* _GOAL_: Give the records back in full, exactly as they read.

* _GIVEN DATA_:

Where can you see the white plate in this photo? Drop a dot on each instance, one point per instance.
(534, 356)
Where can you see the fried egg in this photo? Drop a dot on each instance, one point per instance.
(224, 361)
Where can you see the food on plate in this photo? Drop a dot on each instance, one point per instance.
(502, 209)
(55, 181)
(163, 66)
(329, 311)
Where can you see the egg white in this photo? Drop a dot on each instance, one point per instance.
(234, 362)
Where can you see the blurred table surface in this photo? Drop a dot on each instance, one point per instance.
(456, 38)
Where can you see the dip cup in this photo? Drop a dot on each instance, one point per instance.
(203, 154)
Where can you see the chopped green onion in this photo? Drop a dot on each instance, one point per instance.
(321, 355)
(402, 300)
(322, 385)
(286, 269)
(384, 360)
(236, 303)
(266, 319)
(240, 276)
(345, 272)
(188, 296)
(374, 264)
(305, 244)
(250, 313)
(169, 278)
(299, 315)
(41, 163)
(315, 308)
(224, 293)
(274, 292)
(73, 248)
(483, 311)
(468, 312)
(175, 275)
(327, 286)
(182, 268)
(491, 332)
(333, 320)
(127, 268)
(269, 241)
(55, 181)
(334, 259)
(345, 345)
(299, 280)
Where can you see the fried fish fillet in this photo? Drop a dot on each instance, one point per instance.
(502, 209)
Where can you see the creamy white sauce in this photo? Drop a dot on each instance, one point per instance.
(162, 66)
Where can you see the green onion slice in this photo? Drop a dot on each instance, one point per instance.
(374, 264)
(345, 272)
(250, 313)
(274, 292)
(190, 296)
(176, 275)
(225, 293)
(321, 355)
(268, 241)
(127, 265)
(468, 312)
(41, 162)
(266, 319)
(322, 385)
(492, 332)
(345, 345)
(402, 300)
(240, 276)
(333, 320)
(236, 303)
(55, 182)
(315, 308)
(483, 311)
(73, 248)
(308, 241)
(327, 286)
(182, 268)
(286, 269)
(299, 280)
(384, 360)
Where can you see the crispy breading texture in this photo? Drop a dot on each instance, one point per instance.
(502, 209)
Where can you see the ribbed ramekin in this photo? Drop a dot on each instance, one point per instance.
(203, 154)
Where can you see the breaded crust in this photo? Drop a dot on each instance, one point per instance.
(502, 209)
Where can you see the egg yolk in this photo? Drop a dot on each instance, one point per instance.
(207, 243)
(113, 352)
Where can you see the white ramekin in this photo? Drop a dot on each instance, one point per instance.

* _THE SOLUTION_:
Where can you see the white plate in this photo? Drop a dot on each instance, one point per instance.
(534, 356)
Where can you see the fried egg in this photo? Drop a dot on each instance, one point per instance.
(224, 361)
Where can you see the food on plate in this photo? Drop a dot on each instance, one point per instance.
(502, 209)
(55, 181)
(163, 66)
(329, 311)
Where can you see the egg white in this photo? Drop a dot on each instance, one point per instance.
(234, 362)
Where can you see the blurred table surface in this photo? Drop a dot on each instance, one point per instance.
(456, 38)
Where can you see the dip cup in this photo? Drop a dot on each instance, one point per instance.
(203, 154)
Where can you see the chopped green onion in this photo? Drop a dot on each instance, one point per instance.
(321, 355)
(402, 300)
(322, 385)
(286, 269)
(384, 360)
(236, 303)
(266, 319)
(240, 276)
(345, 272)
(188, 296)
(374, 264)
(305, 244)
(250, 313)
(169, 278)
(299, 315)
(41, 163)
(315, 308)
(224, 293)
(274, 292)
(73, 248)
(483, 311)
(468, 312)
(175, 275)
(327, 286)
(182, 268)
(491, 332)
(333, 320)
(127, 268)
(269, 241)
(55, 181)
(334, 259)
(345, 345)
(299, 280)
Where can you see the fried fish fillet in this photo? Drop a dot on each instance, one point per instance.
(502, 209)
Where can you see the creamy white sauce in this photo? Drop a dot on each instance, one point per instance.
(162, 66)
Where can you see the green onion slice in this photo? Drop a dot on each instance, one point per instance.
(374, 264)
(345, 272)
(250, 313)
(274, 292)
(190, 296)
(176, 275)
(225, 293)
(321, 355)
(268, 241)
(127, 265)
(468, 312)
(41, 162)
(266, 319)
(322, 385)
(492, 332)
(345, 345)
(402, 300)
(240, 276)
(333, 320)
(236, 303)
(55, 182)
(315, 308)
(483, 311)
(73, 248)
(308, 241)
(327, 286)
(182, 268)
(286, 269)
(299, 280)
(384, 360)
Where can you see the crispy breading texture in this photo? Drop a dot on each instance, one point per instance.
(502, 209)
Where can you see the ribbed ramekin in this photo? Drop a dot on each instance, one point per instance.
(203, 154)
Where can you see the breaded crust in this photo? Drop a dot on each instance, one point per instance.
(502, 209)
Where can you see the egg yolk in this photo? Drop a dot on each instance, one point per instance.
(207, 243)
(113, 352)
Where can you see the white ramekin in this photo? Drop a dot on each instance, one point per instance.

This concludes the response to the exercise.